[Data records]
──────────────────────────────

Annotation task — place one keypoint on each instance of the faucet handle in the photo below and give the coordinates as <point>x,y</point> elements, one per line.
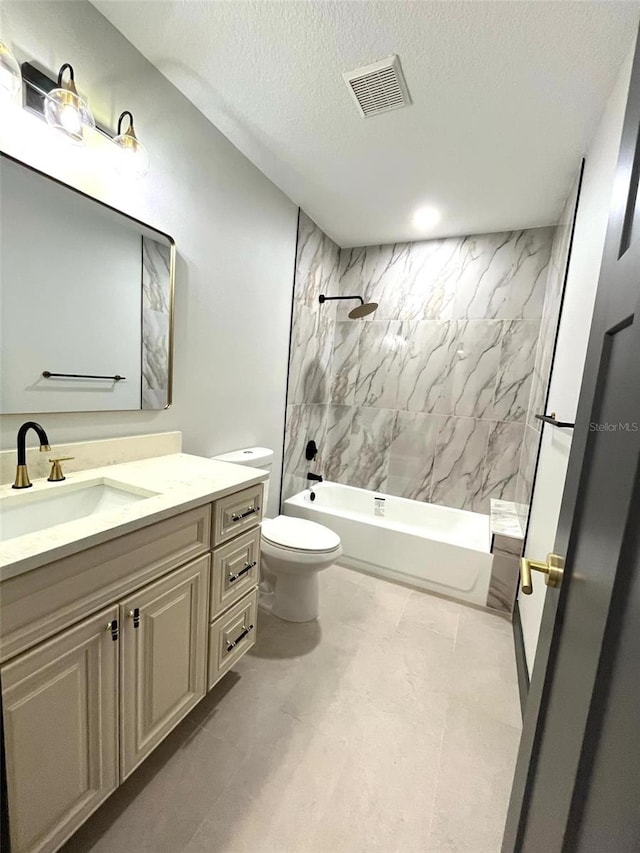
<point>56,468</point>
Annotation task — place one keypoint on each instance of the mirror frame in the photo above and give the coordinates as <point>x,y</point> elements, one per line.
<point>172,277</point>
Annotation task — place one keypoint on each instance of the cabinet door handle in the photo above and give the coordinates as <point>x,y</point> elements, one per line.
<point>238,575</point>
<point>238,516</point>
<point>239,638</point>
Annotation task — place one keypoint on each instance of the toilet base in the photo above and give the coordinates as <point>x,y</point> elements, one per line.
<point>296,599</point>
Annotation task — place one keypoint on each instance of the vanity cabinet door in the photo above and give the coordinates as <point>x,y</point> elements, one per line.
<point>163,659</point>
<point>61,731</point>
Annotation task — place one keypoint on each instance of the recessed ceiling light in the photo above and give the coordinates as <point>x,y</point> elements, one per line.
<point>425,218</point>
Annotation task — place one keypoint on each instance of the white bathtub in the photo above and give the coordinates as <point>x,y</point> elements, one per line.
<point>433,547</point>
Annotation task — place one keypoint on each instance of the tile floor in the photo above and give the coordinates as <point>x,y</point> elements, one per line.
<point>390,725</point>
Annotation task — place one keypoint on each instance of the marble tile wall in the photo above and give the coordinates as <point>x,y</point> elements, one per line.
<point>428,397</point>
<point>156,305</point>
<point>550,319</point>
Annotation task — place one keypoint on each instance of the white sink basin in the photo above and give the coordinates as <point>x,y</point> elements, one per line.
<point>28,512</point>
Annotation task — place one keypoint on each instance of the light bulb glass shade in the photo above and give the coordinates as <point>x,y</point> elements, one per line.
<point>131,160</point>
<point>65,110</point>
<point>10,76</point>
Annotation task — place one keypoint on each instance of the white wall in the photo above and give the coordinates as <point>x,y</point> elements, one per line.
<point>234,231</point>
<point>573,335</point>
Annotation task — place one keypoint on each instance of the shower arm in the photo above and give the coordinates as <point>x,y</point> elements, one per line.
<point>323,298</point>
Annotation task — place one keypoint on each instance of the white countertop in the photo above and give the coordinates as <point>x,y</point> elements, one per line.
<point>182,482</point>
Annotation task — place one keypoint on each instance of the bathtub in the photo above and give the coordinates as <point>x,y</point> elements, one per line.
<point>425,545</point>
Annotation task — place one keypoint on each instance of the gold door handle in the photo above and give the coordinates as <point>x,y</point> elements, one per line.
<point>553,569</point>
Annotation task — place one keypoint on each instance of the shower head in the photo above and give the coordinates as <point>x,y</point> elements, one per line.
<point>361,310</point>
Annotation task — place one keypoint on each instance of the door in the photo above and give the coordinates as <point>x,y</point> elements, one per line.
<point>163,658</point>
<point>61,730</point>
<point>577,780</point>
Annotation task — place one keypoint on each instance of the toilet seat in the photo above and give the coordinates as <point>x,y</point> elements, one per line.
<point>286,533</point>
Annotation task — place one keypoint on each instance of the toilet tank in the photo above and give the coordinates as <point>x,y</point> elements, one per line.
<point>251,457</point>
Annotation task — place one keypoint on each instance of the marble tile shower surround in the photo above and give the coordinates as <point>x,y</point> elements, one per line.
<point>156,305</point>
<point>558,263</point>
<point>428,397</point>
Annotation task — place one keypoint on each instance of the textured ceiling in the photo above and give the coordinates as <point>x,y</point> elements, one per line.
<point>506,96</point>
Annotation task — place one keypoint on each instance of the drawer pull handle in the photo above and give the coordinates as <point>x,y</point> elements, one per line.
<point>238,575</point>
<point>239,639</point>
<point>238,516</point>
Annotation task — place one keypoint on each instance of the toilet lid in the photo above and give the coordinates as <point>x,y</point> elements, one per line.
<point>298,534</point>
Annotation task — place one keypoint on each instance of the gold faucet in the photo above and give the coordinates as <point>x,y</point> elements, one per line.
<point>22,475</point>
<point>57,474</point>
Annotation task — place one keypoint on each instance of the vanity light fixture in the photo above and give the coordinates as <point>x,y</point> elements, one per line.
<point>425,218</point>
<point>65,110</point>
<point>133,160</point>
<point>10,77</point>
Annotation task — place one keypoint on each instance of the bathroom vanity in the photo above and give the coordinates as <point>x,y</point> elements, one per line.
<point>115,624</point>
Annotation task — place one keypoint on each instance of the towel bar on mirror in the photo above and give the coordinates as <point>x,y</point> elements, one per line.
<point>48,375</point>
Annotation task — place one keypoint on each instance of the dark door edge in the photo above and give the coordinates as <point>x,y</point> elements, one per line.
<point>521,659</point>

──────────────────────────────

**WHAT IS BEING ASKED**
Copy out all the records exactly, excluding pictures.

**REPLY**
Annotation task — place one keypoint on each instance of the faucet handle in the photo below and give the coordinates as <point>x,y</point> elements, one per line.
<point>56,468</point>
Annotation task — place one keypoint on each instance of the mirror frame in the photo above and give the coordinates as <point>x,y</point> elements, one per line.
<point>172,277</point>
Annotation task — place one keypoint on each instance of the cabinet door handle in the photo above and give the coordinates as <point>x,y</point> elements, one per line.
<point>238,575</point>
<point>238,516</point>
<point>239,638</point>
Annotation task — place one keypoint on each instance of the toilet base in the photo above and give the coordinates as <point>x,y</point> elements, one per line.
<point>296,599</point>
Annotation task — place one keypoint on each instance of the vanity cabinet door in the photo above and give the coordinates as <point>x,y</point> elements, one per line.
<point>163,659</point>
<point>61,731</point>
Annotation task — place one keypoint on each instance of the recessed ceiling light in the photo above and give the coordinates as <point>x,y</point> elements, one per line.
<point>425,218</point>
Annotation task — place one keypoint on each instance of the white bathtub in the photo above and give the coordinates as <point>x,y</point> elements, one per line.
<point>433,547</point>
Annotation task — place one keypoint on each instance of the tile floor in the photo above and give the coordinates as <point>x,y</point> elements, one per line.
<point>390,725</point>
Annotation task — place one keypoint on each instance of the marble tile wall in the photo above and give the coordinates as <point>x,y</point> elements, one per line.
<point>428,397</point>
<point>156,305</point>
<point>550,319</point>
Annotation task — place one keypoint on each instance of the white sink basin in the photo above and give the coordinates as <point>x,y</point> elements, one per line.
<point>28,512</point>
Annotation task — place one keypoint on each instance of the light bulb glass shade in the photo above and give the coordinates as <point>x,y</point> elements, one per line.
<point>131,160</point>
<point>65,110</point>
<point>10,76</point>
Annotation task — place one keypoint on each instance of the white wall in the photo above and give the coordinates as <point>x,y</point> elements, one per line.
<point>234,231</point>
<point>573,335</point>
Annotation task — place one keypoint on each instance of the shower arm in the photo above and give the coordinates as <point>x,y</point> elements, one per line.
<point>323,298</point>
Annotation task — place one keypoint on each instance of the white countertop in the photo above and give the coordinates as <point>x,y</point> elements, one per line.
<point>182,482</point>
Annotation task — place one keypoint on each instance of the bathtub in the photo above and give the coordinates as <point>x,y</point> elements, one per line.
<point>425,545</point>
Annotation task — place one keypoint on each instance of the gold door handle in the photo above and give the coordinates as <point>x,y</point> elements, one per line.
<point>553,569</point>
Annotation task — place one keypoint on each instance of the shower head in the photo above and give the coordinates as <point>x,y</point> elements, one per line.
<point>361,310</point>
Annotation task — place one keypoint on each instance of the door in the photo above and give the coordinates as <point>x,y</point> elements, one per line.
<point>163,658</point>
<point>61,730</point>
<point>577,780</point>
Annotation task — place one keypoint on each instance of the toilet seat in the photo above and give the coordinates as <point>x,y</point> elements, one per line.
<point>286,533</point>
Annotation task — place one keypoint on each instance of the toilet tank in the photo above and give the coordinates as <point>x,y</point> elements, one per line.
<point>251,457</point>
Annotation task — place one keypoint on each instance of the marble tile shower surround in the photo above and give the coordinates as <point>x,y</point> elements, one per line.
<point>156,305</point>
<point>558,263</point>
<point>428,397</point>
Annotation task — place one keypoint on each instance of the textured ceiling in the photo above and give the coordinates as <point>x,y</point> elements, one per line.
<point>506,96</point>
Annotation task — place one keypoint on each instance of the drawer pull handle in the photo above and give the coordinates as <point>x,y</point> elements, one per line.
<point>238,575</point>
<point>239,639</point>
<point>238,516</point>
Annotation task — place one keypoint on each instance of the toilet lid in the photo above and give the coordinates as <point>x,y</point> elements, one per line.
<point>298,534</point>
Annotation task — place one keypoint on each instance of the gold faucet in the photo above and give the coordinates as <point>x,y</point> elements, one per line.
<point>22,475</point>
<point>57,474</point>
Annotation task — place one keypoint on each instance of the vanity light fixture in the photo above and give the coordinates as <point>x,y</point> elements, one per line.
<point>425,218</point>
<point>65,110</point>
<point>133,160</point>
<point>10,77</point>
Annotation task — place one keypoint on each instance of the bathroom vanity in the photo above and give the coordinates as <point>x,y</point> elements, one per line.
<point>115,624</point>
Annotation task — place one keypoint on each instance of the towel bar on mirror in the photo above and give the coordinates as <point>x,y</point> elements, one per line.
<point>48,375</point>
Annotation task — place one keypoint on each instance of the dark door edge in the photo above and give the coordinates as <point>x,y</point> elements, one per line.
<point>521,659</point>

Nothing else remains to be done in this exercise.